- **Activity 1**: List every number written in digits in the announcement about new NSW Health nursing and midwifery graduates, omitting the one that forms part of the disease name.
- **Activity 2**: Resume the announcement about new NSW Health nursing and midwifery graduates, picking up after its final sentence.

Start of Provided text

More than 2500 graduate nurses and midwives will start work at about 130 public hospitals and health services from this week, a quarter in rural and regional areas.
Health Minister Brad Hazzard extended a warm welcome to the new nursing and midwifery recruits as they embark on their career with NSW Health.
"These enthusiastic nursing and midwifery graduates join NSW Health at an historic moment, in the middle of an unprecedented pandemic," Mr Hazzard said.
"They will have a unique opportunity to play a vital role in in our extraordinary healthcare system as it continues to battle against the threat of COVID-19.
"I am also delighted that more than a quarter of these graduates will work in rural and regional hospitals across the State and wish all our new starters the very best with their careers."
More than 54,000 nurses and midwives currently work in the NSW public health system, an increase of 24.7 per cent since 2011.

End of Provided text
Start of Information given

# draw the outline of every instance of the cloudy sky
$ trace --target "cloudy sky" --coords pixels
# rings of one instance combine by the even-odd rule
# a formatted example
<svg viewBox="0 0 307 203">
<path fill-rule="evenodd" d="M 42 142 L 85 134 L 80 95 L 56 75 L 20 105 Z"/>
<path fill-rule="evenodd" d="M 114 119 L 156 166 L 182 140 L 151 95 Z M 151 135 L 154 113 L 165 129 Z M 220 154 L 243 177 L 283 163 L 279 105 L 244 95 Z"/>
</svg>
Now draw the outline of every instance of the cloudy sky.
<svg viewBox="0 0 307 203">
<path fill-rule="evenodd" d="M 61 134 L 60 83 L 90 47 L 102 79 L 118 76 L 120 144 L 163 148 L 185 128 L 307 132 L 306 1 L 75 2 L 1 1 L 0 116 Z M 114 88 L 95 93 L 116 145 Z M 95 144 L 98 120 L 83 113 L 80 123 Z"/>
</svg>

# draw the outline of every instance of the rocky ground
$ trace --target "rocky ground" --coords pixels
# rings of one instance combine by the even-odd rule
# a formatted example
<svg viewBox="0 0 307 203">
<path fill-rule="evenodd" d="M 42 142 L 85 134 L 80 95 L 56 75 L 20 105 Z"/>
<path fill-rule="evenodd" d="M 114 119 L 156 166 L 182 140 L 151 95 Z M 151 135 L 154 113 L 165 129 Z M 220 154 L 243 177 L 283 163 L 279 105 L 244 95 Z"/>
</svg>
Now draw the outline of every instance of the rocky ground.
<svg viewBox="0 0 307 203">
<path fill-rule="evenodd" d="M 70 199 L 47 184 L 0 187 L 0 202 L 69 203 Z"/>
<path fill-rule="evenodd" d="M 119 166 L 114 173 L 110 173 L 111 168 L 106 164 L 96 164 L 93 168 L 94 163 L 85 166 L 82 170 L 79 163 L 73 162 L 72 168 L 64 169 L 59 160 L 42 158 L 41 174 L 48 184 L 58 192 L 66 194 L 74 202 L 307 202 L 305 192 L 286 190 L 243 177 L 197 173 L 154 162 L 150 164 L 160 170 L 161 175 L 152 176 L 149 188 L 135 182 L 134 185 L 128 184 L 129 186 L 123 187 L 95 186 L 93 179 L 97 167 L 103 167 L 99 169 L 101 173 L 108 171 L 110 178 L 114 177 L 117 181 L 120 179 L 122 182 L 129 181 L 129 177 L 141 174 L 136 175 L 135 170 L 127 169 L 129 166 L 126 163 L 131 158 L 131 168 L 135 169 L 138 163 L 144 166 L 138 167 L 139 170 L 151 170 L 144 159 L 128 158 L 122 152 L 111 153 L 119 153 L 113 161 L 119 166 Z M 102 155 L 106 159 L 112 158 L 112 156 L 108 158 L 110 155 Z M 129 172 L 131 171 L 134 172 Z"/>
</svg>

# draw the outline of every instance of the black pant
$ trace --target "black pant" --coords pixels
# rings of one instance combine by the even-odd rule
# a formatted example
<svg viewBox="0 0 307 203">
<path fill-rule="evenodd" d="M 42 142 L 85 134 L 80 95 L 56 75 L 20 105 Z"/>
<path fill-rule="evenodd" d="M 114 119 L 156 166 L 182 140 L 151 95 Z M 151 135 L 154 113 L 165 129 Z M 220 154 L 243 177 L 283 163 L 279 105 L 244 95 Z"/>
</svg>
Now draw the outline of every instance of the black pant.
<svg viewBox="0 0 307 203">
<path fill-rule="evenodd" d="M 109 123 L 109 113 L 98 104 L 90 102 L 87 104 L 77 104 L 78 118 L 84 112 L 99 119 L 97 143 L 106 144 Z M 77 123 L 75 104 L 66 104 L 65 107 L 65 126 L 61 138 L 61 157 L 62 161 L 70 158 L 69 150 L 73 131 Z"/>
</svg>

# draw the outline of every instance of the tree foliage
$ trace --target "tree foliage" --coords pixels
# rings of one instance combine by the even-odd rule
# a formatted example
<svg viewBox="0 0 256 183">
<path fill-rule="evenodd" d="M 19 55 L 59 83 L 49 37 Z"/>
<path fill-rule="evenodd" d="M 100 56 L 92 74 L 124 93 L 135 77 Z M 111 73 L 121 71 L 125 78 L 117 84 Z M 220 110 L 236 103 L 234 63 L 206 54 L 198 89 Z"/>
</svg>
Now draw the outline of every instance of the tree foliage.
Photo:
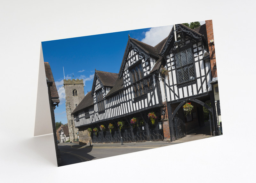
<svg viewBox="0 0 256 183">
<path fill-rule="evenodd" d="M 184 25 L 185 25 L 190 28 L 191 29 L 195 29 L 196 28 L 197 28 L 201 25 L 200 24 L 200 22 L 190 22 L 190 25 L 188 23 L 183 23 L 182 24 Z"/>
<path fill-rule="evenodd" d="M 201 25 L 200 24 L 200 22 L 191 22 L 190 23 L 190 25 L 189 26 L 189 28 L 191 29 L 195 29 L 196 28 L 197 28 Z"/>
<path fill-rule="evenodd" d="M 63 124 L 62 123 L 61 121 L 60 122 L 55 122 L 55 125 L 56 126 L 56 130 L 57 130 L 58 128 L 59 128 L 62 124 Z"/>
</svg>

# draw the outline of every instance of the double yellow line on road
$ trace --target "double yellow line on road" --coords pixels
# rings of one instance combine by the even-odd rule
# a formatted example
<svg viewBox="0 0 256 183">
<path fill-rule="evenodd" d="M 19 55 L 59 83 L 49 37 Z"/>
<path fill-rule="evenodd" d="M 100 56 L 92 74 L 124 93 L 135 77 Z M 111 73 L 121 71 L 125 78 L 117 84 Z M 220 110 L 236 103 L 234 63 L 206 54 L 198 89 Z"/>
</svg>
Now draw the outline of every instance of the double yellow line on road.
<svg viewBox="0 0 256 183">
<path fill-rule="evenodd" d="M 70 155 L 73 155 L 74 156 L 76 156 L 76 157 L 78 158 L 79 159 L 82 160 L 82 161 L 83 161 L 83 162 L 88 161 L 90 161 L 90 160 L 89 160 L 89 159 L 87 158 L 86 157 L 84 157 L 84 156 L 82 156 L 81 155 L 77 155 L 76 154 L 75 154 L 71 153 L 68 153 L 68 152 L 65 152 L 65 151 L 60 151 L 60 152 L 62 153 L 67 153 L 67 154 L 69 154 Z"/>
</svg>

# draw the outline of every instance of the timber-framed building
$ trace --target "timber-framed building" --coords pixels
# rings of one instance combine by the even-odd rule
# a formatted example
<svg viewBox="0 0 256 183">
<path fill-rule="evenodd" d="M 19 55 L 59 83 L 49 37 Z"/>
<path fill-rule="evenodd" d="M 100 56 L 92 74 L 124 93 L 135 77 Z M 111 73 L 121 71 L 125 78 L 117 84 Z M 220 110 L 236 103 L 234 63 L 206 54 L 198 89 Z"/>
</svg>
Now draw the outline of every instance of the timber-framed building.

End of Information given

- **Written response 1**: 2500, 130, 54,000, 24.7, 2011

- **Written response 2**:
The NSW Government has invested in a record total 8,300 frontline health staff over four years, including an additional 5,000 nurses and midwives, including mental health and palliative care nurses.
The Chief Nursing and Midwifery Officer, NSW Health, Jacqui Cross, thanked the new graduates.
"As you embark on this wonderfully rewarding career, remember what you do as nurses and midwives is at the very heart of the public health system, caring for people in our hospitals, at home and in our communities," Ms Cross said.
"Your commitment and compassion combined with clinical skills make a huge difference and contribute to the health and wellbeing of the people of NSW," she said.